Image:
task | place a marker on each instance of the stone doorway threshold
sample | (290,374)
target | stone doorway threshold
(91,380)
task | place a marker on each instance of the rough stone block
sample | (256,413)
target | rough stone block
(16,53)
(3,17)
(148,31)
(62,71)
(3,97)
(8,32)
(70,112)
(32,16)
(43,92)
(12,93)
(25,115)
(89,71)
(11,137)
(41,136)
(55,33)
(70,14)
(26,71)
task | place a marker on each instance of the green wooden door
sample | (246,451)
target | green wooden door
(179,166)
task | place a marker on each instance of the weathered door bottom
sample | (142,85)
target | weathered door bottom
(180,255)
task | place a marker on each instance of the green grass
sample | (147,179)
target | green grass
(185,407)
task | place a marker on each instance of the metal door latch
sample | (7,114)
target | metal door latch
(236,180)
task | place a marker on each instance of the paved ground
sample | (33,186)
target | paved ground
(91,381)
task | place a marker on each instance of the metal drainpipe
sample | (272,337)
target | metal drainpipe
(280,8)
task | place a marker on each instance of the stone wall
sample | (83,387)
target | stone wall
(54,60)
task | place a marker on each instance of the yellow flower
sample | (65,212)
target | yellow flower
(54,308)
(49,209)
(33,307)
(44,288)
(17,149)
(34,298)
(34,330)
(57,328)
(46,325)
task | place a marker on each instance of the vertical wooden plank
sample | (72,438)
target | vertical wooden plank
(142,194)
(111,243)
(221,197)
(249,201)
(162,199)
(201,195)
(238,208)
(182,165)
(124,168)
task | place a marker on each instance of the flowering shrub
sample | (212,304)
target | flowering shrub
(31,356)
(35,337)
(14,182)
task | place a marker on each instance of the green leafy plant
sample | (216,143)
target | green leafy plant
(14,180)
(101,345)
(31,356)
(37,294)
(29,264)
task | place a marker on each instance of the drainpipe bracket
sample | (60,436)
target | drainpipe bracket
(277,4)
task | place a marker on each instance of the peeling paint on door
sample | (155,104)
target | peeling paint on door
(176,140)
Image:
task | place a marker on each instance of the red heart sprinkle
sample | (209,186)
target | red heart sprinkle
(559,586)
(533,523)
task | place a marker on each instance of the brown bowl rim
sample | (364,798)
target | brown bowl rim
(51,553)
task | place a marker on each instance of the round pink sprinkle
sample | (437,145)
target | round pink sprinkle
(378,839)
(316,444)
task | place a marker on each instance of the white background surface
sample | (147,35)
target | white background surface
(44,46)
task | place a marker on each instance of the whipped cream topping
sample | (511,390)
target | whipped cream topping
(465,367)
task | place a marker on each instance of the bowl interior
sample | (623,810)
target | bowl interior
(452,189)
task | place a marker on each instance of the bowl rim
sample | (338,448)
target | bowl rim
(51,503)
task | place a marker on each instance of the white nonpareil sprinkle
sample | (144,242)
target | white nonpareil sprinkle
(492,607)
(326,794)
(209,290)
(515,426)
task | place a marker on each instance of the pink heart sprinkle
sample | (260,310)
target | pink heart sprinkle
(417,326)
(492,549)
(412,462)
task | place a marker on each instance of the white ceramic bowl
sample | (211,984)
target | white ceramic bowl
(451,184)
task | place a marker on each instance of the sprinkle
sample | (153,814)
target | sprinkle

§ **Instructions for the task**
Beginning at the line with "sample | (72,438)" and ending at the line with "sample | (437,145)", reproduce each line of the data above exactly, and add no other lines.

§ **Result of the task**
sample | (72,438)
target | vertical wooden plank
(142,194)
(111,243)
(221,197)
(249,201)
(162,199)
(201,195)
(238,208)
(182,165)
(124,168)
task | place a marker on each instance of the flowering shrub
sample | (212,304)
target | flowering shrub
(31,356)
(35,337)
(14,182)
task | place a marker on each instance of the green leafy plant
sample | (216,143)
target | green leafy plant
(14,180)
(101,345)
(31,356)
(37,294)
(29,264)
task | place a marker on each instance of the drainpipe bracket
sample | (60,436)
target | drainpipe bracket
(277,4)
task | place a marker on each instance of the peeling paint on door
sample | (155,104)
target | peeling paint on door
(176,140)
Image:
task | place a marker on each instance of the red heart sprinkle
sample | (209,186)
target | red heart sprinkle
(559,586)
(533,523)
task | place a marker on each instance of the brown bowl rim
sample | (364,798)
target | brown bowl rim
(51,553)
task | place a marker on each instance of the round pink sprinkle
sample | (437,145)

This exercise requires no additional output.